Set of tasks:
**a)** In the text on library shelf access, what remedy is proposed for guarding the shelves?
**b)** From the text on library shelf access, quote word for word the part from "In smaller libraries" to "other pressing duties.".

But how to avoid the indiscriminate and usually careless handling of the books on shelves, by the people frequenting the library, and still extend to readers prompt and full service of all the books they wish to consult on any subject, is a problem. In a few of the great libraries, where that modern improvement, the stack system, prevails, the difficulty is solved by the storing of the books in the outside repositories, or iron book-stacks to which readers are not admitted. In this case the reading room is only for books in use by those frequenting it, or is supplied with a selection of reference books simply, the stacks being drawn upon for all the rest. This of course secures the books both from misplacement and from pillage.

In smaller libraries which have no stack system (and this includes by far the greater number) a variety of treatment prevails. Most of them are unprovided with any effective means of guarding the books on the shelves from handling. The result is great insecurity, and inevitable misplacement of books, amounting often to confusion and chaos on the shelves, unless corrected by much daily rearrangement by the librarian or assistants. This consumes much valuable time, which ought to be devoted to other pressing duties.

One remedy is to guard the shelves by a railing of some kind, which cannot be passed, except at the gates or passage-ways provided for the attendants. This simple provision will protect the orderly arrangement as well as the safety of the library-two objects both of cardinal importance. Absolutely free access to all the shelves means, sooner or later, loss to the library. And the books most certain to be taken or mutilated are those which it is costly, or difficult, or in some cases, impossible to replace. The chances of abstracting engravings from books are much greater in the shadow of the shelves, than in the open reading-room, under the eyes of many. In any library but the smaller ones, the difficulties and dangers of unrestricted handling of all the books by the public will be developed in the direct ratio of the size of the library. Nor will it do to admit one class of readers to the shelves, and exclude others. It often happens that persons claiming to have special literary or scientific objects, and who profess that they cannot get along at all by having books brought to them, are favored in their wish to go to the shelves, while others are disfavored. This raises at once the just complaint that invidious distinctions are made. The only safe rule to follow is that of universal free access, or impartial and uniform exclusion from the shelves. In the latter case, no one can complain, especially when made aware that he can have all the works on a given subject brought to his seat in a brief time, and can work upon them to much greater comfort and advantage, seated where there is good light and ample room, than if standing up in the shadow of the shelves to pursue his researches.

Dataset content:
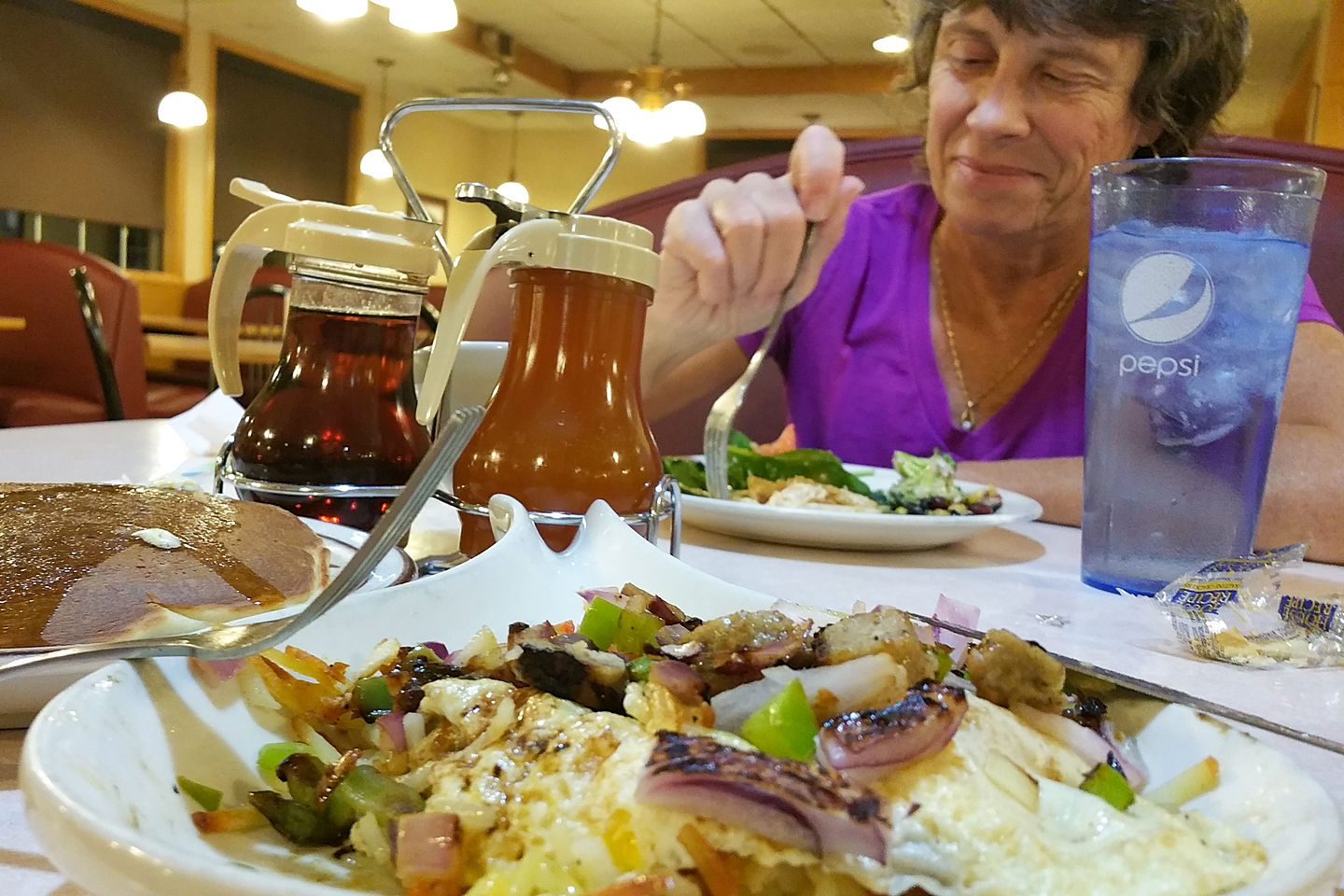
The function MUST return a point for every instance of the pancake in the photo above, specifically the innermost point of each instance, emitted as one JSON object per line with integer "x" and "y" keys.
{"x": 77, "y": 565}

Solution set:
**a)** A railing of some kind that cannot be passed except at the gates or passage-ways provided for the attendants.

**b)**
In smaller libraries which have no stack system (and this includes by far the greater number) a variety of treatment prevails. Most of them are unprovided with any effective means of guarding the books on the shelves from handling. The result is great insecurity, and inevitable misplacement of books, amounting often to confusion and chaos on the shelves, unless corrected by much daily rearrangement by the librarian or assistants. This consumes much valuable time, which ought to be devoted to other pressing duties.